**To do:**
Copy the blog post starting at the words "Philbrick knows his" and ending after "some books signed!", substituting "best wishes" for "greetings".

___ Source document ___

Dawn Reader

Dawn Reader
from Open Door Coffee Co.; Hudson, OH; Oct. 26, 2016

Sunday, January 5, 2020

Sunday Sundries, 258


1. HBOTW saves life of AOTW! Last night, returning from the Books-a-Million out near Chapel Hill Mall (RIP?), we were rolling along, dealing with snow and rain and ice and with low visibility. I watching watching close ahead because the painted lines on the road were very hard to see--lanes, turns, etc. Then Joyce (HBOTW) cried out, "Dan ... stop!" I braked and saw, just ahead of us, the AOTW, a young man dressed all in black, wheeling his bicycle across the road right in front of us in the middle of a block. Joyce saved his life. I had not seen him at all ...

2. I finished two books this week.

     - The first was Nathaniel Philbrick's 2006 Mayflower: A Story of Courage, Community, and War. (I've been picking away at this one, ten pages or so a night, for a couple of months.) The title is a bit misleading. Yes, it deals with the Pilgrims and the Mayflower and Plymouth Rock (not at all what most people think) and the arrival in North America, and the first Thanksgiving (not at all what most people think). But the vast majority of the book deals with the settlement, the relationships with the Native Americans, King Philip's War (1675-78)--a conflict that brought many deaths and much suffering.

Philbrick knows his stuff--no question--and I have seen his knowledge and research on display in a number of his other titles I've read--his most recent are about the American Revolution.

He visited the Hudson Library and Historical Society for a talk on November 7, 2018, and Joyce and I got to meet and talk with him briefly. We passed along greetings from my former Hiram College classmate James K. Martin, now a noted American historian, who is friends with Philbrick. Pic shows me in line getting some books signed!


     - Lately, I've been reading some of Ian McEwan's novels--books I'd bought but not yet read. The most recent I finished was Saturday (2005), a powerful novel that has echoes from 9/11 reverberating around.

As the title implies, the novel takes place on a single day in London and follows Henry Perowne, a neurosurgeon, on what is normally a day off. Early in the morning he sees a plane on fire heading for Heathrow (an event that we follow throughout the book), and as he heads off for his wonted Saturday-morning game of squash with a friend, he encounters a massive anti-war demonstration in the streets.

___ Dataset extract ___

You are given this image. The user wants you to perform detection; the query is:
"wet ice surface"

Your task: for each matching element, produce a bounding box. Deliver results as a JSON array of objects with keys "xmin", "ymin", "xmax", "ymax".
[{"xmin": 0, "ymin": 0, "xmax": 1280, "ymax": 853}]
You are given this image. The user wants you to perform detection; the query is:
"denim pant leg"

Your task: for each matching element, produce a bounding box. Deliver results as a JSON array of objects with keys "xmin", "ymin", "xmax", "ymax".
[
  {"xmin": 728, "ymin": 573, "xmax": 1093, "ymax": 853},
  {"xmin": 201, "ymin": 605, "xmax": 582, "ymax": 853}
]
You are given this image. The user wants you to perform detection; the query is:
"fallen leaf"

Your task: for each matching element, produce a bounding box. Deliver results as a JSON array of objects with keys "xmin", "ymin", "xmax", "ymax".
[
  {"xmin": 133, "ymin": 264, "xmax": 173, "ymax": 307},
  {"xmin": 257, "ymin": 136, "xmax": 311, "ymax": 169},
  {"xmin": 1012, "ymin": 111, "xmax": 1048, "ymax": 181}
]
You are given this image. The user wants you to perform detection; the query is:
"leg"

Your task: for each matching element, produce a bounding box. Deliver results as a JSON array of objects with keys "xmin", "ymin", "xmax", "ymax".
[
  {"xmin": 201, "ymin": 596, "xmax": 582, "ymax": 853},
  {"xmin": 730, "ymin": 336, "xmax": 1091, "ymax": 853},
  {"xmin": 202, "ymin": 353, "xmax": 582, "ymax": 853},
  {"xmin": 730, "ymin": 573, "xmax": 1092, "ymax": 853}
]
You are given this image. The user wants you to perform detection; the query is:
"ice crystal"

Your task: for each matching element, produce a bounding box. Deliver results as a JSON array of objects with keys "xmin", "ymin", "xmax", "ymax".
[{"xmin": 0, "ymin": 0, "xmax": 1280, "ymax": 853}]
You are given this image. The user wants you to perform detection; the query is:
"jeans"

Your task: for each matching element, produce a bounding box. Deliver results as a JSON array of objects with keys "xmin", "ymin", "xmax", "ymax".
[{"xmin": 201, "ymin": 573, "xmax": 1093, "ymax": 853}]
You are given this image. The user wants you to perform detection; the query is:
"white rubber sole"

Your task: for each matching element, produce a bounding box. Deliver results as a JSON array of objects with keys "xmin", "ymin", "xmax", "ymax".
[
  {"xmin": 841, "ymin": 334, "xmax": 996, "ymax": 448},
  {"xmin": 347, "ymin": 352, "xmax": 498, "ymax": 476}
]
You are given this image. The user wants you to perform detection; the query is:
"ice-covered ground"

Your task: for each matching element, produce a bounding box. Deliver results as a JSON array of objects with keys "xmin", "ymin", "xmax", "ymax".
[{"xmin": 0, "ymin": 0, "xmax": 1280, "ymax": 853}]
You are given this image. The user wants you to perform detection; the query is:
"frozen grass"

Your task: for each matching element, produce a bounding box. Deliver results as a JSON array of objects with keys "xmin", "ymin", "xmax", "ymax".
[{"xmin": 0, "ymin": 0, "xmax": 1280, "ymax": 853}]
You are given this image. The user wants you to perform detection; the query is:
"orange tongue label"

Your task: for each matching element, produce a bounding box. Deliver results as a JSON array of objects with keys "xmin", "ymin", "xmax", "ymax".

___

**Answer for this exercise:**
Philbrick knows his stuff--no question--and I have seen his knowledge and research on display in a number of his other titles I've read--his most recent are about the American Revolution.

He visited the Hudson Library and Historical Society for a talk on November 7, 2018, and Joyce and I got to meet and talk with him briefly. We passed along best wishes from my former Hiram College classmate James K. Martin, now a noted American historian, who is friends with Philbrick. Pic shows me in line getting some books signed!